◆ WHAT YOU ARE ASKED TO DO:
Write out the data again exactly, skipping every picture.

Saved data entries:
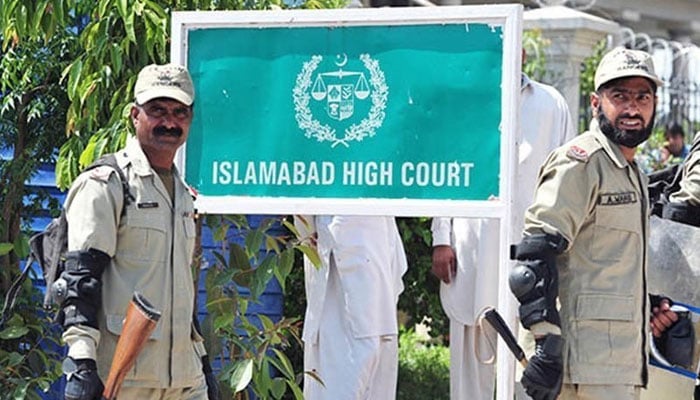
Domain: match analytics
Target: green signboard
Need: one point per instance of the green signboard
(301, 107)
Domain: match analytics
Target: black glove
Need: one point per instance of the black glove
(212, 385)
(82, 381)
(543, 375)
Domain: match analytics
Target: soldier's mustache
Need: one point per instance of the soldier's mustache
(163, 131)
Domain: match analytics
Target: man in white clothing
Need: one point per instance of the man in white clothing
(350, 328)
(466, 253)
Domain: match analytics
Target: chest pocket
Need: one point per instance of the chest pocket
(616, 232)
(143, 236)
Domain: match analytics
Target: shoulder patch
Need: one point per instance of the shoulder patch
(101, 173)
(577, 153)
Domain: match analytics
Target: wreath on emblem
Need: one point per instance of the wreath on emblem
(323, 132)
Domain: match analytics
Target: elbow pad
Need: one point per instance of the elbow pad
(79, 288)
(682, 212)
(534, 279)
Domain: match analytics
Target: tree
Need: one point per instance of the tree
(68, 70)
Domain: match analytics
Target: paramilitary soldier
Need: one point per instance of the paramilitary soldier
(585, 243)
(149, 249)
(684, 204)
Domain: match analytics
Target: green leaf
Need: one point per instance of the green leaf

◆ OUTPUT FOR THIS EXERCISE:
Domain: match analytics
Target: green signboard
Need: one point per instance of the green signboard
(301, 107)
Domain: match analytics
Target: black glove
Need: one point per instance of the black glove
(212, 385)
(82, 381)
(543, 375)
Domain: match analytics
Target: soldier's mustache
Need: one point per instance of the soldier's mustache
(163, 131)
Domain: match analytics
Target: man in white clothing
Need: one point per instance of the man in white clothing
(350, 328)
(466, 253)
Domain: match analytics
Target: chest pocket
Need: one point per instance of the chest pocket
(616, 232)
(143, 236)
Domain: match analytics
Target: shoulder patch
Need: one point per instance of the shoulder patch
(101, 173)
(577, 153)
Domain: match analytics
Target: wreath on emblem
Need: one point per instance of the wreath on emblem
(323, 132)
Domain: match analytics
Target: elbow pad
Need: one point per instance of the elbow pad
(79, 288)
(682, 212)
(534, 279)
Domain: match analytics
Target: tree
Need: one point per instance of the tree
(68, 70)
Domain: match analytics
Target: paramilitary soldier
Need: one point per instance of the paramilitary soldier
(585, 243)
(149, 249)
(684, 204)
Domain: match analytics
Target: green leaf
Need: one point per instance of the green leaf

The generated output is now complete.